= Supplied information =
········

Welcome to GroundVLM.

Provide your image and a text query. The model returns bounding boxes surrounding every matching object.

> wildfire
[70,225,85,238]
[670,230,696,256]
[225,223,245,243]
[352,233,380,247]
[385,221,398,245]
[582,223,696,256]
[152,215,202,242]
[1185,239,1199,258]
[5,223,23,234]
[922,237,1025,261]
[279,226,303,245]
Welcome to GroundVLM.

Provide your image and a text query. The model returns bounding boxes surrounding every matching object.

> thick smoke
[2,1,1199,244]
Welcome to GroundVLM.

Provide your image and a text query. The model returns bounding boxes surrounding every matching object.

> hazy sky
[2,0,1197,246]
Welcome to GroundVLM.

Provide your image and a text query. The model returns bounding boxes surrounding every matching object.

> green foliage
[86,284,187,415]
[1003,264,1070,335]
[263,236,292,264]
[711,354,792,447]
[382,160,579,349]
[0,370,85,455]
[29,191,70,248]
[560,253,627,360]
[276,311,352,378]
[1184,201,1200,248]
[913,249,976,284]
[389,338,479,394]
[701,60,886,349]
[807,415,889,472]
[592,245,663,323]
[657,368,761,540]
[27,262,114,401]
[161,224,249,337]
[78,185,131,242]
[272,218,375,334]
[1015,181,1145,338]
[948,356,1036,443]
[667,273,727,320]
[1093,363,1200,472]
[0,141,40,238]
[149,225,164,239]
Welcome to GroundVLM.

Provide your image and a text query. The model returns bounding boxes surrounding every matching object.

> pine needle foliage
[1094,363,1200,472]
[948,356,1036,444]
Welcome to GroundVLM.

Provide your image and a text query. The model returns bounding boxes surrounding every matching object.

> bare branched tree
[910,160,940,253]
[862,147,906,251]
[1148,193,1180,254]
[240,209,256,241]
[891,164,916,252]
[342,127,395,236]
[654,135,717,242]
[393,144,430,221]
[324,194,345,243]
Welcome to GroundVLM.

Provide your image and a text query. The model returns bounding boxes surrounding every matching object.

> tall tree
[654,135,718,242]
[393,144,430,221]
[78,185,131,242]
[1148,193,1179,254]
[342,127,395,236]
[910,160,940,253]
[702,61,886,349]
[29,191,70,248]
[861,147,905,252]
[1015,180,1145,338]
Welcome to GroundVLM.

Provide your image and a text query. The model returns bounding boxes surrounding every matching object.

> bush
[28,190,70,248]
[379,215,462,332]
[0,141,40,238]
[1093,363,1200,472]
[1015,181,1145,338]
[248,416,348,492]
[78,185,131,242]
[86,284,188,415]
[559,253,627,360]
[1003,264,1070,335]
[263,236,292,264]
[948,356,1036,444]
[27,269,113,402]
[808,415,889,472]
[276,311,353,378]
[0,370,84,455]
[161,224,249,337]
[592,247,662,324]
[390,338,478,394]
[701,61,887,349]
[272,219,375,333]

········

= What you will do =
Return the listing above exactly, line for line.

= Reply to the exercise =
Welcome to GroundVLM.

Provide your image and a text query. The model returns bounding boxes surrounding every matching object.

> wildfire
[70,225,85,238]
[670,230,696,256]
[225,223,245,243]
[352,233,380,247]
[385,221,398,245]
[582,223,696,256]
[152,215,202,242]
[1185,239,1199,258]
[5,223,23,234]
[922,237,1025,261]
[279,226,303,245]
Welcome to GroundVLM.

Provide your image and a text query. The model returns bounding boxes surrounding every matching object.

> thick smoke
[2,1,1199,244]
Welcome to GroundVLM.

Provide your image and a text query. The model returns bounding boxes surrounding every matching object.

> hazy sky
[2,0,1197,246]
Welcome to GroundVLM.

Provide your image and a text query. The model returns bounding boxes surrounding every matching object.

> green foliage
[86,284,187,415]
[1003,264,1070,335]
[263,236,292,264]
[711,354,792,447]
[382,160,579,349]
[0,370,85,455]
[29,191,70,248]
[560,253,627,360]
[276,311,352,378]
[1184,201,1200,248]
[913,249,976,284]
[389,338,479,394]
[701,60,886,349]
[807,415,889,472]
[592,245,663,323]
[657,368,761,540]
[27,262,114,401]
[161,224,249,337]
[78,185,131,242]
[272,218,375,334]
[1015,181,1145,338]
[948,356,1036,443]
[667,273,727,320]
[1093,363,1200,472]
[0,141,40,238]
[149,225,164,239]
Welcome to GroundVLM.

Provide your image and a text query. The model returns bounding boxes surrounding every matching object.

> pine needle foliage
[1094,363,1200,472]
[948,356,1036,444]
Welcome to GroundVLM.

Provide your image and a text query. The model returns bounding boxes surrounding every matching object.

> bare branched tree
[910,160,940,253]
[862,147,906,251]
[1148,193,1180,254]
[240,209,256,241]
[891,164,916,252]
[342,127,395,236]
[654,135,717,242]
[393,144,430,221]
[324,194,345,243]
Welcome to GroundVLM.

Provide your image and a text query. The model returns bounding boxes surrounding every matching object.

> tall tree
[654,135,718,242]
[393,144,430,221]
[78,185,131,242]
[1148,193,1179,254]
[342,127,395,236]
[910,160,940,253]
[702,61,886,349]
[29,191,70,248]
[861,147,905,252]
[1015,180,1145,338]
Welcome to GroundVLM.

Provide your image and a text query. The model returns bounding boxes surrounding every matching object.

> bush
[28,190,70,248]
[379,215,462,332]
[0,141,40,238]
[1093,363,1200,472]
[1015,181,1145,338]
[248,416,348,492]
[78,185,131,242]
[86,284,188,415]
[559,253,627,360]
[1003,264,1070,335]
[263,236,292,264]
[948,356,1036,444]
[27,269,113,402]
[808,415,889,472]
[276,311,353,378]
[0,370,84,455]
[161,224,249,337]
[592,247,662,324]
[390,338,478,394]
[701,61,887,349]
[272,219,375,333]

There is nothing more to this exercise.